**OBJECTIVE A**.
Name every duty the NJCA passage gives for the center's full-time staff.
**OBJECTIVE B**.
Write the next part of the NJCA passage, starting right after its last sentence.

**TEXT EXTRACT**.
===

Operating as a non-profit organization, the NJCA is designed to
help people settle their differences amiably without going through the
expensive, slow, and often alienating court process. The key concept is
mediation helping others to come to a settlement with which they can
live.
NJCA offers a mediation service in which both disputing parties
come to the center to discuss their differences on a personal level. The
mediations take place in a cordial, non-judicial environment with a neutral
mediator who hears the case, enabling possible solutions to surface. In a
mediation the desired outcome is a written agreement signed by both parties and
the mediator. Coercion is not a facet of the NJCA. The agreement reached is a
mutual effort and is signed voluntarily, just as the presence of all concerned
is voluntary. The success of NJCA is impressive. Eighty percent of the cases
mediated reach an agreement that is satisfactory to all parties. When the cases
are followed up 90 days after mediation, 75 percent are still abiding by the
agreement.
When it began in 1977, the NJCA was part of a pilot program set up
by the federal government to ease overcrowding in the judicial system. Of the
three centers in the original program (the others were in Kansas City and Los
Angeles), the Atlanta center is the only one still operating. Due to budget
cuts, federal funding was lost in 1979, and since then it has been financed by
the United Way, city and county governments in the Atlanta area, and many
private foundations and citizens.
The staff consists of six full-time employees, three of whom have
law degrees. The center, however, is not a legal service. The staff is
responsible for obtaining operation funds, keeping an active referral system,
doing intake work on cases, and scheduling mediations. The actual mediations
are done by eighty volunteers who have gone through a very intense training
course. These mediators make up the heart of the NJCA. The mediator is
carefully matched with each ease and is someone both parties can trust and
respect.
Ms. Edith Primm, Executive Director of the center, says, No
matter how compassionate a judge may be, he or she cannot possibly devote
enough time to resolve disputes between people involved in continuing
relationships. The judge cannot be professionally concerned with why something
happened, but can only be concerned with the legality of the situation.
NJCA has discovered that more often than not underlying factors are more of a
problem than the actual incident itself. The advantage of using mediators is
that they can deal with this hidden agenda, or the why behind what
happened. In fact, many judges refer cases to the NJCA.
In an age in which litigation is so prevalent, disputes between
friends, family members, neighbors, landlord and tenant, consumer and merchant,
employer and employee are often taken to the courtrooms. As a result, the
courts are flooded with cases that require dispute resolution. The NJCA offers
an alternative to the impersonal coldness of a courtroom. During mediation,
persons involved in the settlement are treated as persons of worth who take
responsibility for living up to the agreement they will make with each other.

===

**PROVIDED DATA**.
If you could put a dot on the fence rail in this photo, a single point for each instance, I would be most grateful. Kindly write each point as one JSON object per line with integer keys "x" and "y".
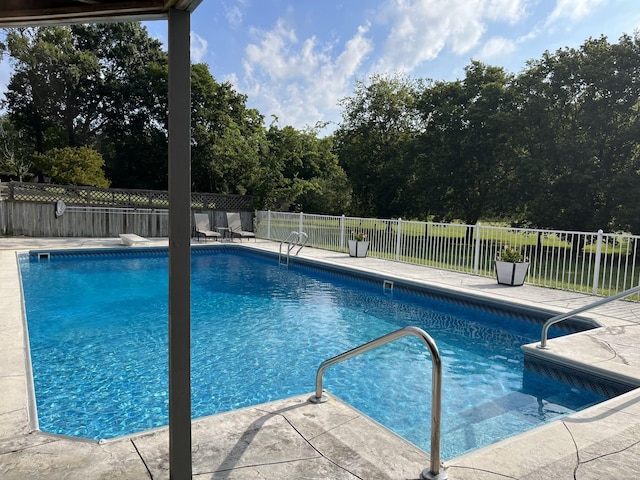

===

**RIGHT ANSWER A**.
- Obtaining operation funds
- Keeping an active referral system
- Doing intake work on cases
- Scheduling mediations

**RIGHT ANSWER B**.
This process enhances a persons sense of respect for self and society and
eases the tension and hostility involved in a system that designates one party
right and the other wrong. Instead of pitting persons against each other,
mediation provides a context for working out problems together. It brings
people from all socio-economic levels, racial diversities, and religious
backgrounds together in a cooperative effort. Even clergy disputes have been
mediated at NJCA.
The Neighborhood Justice Center reflects basic theological and
Biblical presuppositions. In a world of discord and strife, the center offers a
healing ministry of reconciliation. Though the center is not affiliated with a
particular church nor professes Christian doctrine in any overt way. NJCA does
embody principles found throughout Scripture.
One of the keys to the centers great success is the way it
revolutionizes the concept of justice. So often, justice is equated with
revenge. The NJCA does not offer a way to retaliate against the other party,
but offers a way to work out differences so that people can live with each
other peaceably. In this respect, justice is no longer revenge but
reconciliation. It would seem that this kind of approach to personal problems
is inherent in the admonition to love ones neighbor as oneself. This rule
seeks not winners and losers, but harmony and reconciliation. Mediation strives
for both-and thinking in an either-or society. Most of
the cases seen at the center involve family conflict in which ongoing
relationships are essential. Complainants and respondents go into mediation
gritting teeth and ready to fight, but often come out friends. This process
encourages continuing relationships as opposed to abandoning them. And when
good people are reconciled with each other, then they can be reconciled with
God. The center affords people the opportunity to work out their differences on
neutral ground.
For more information on the Neighborhood Justice Center of
Atlanta, please call 523-8236.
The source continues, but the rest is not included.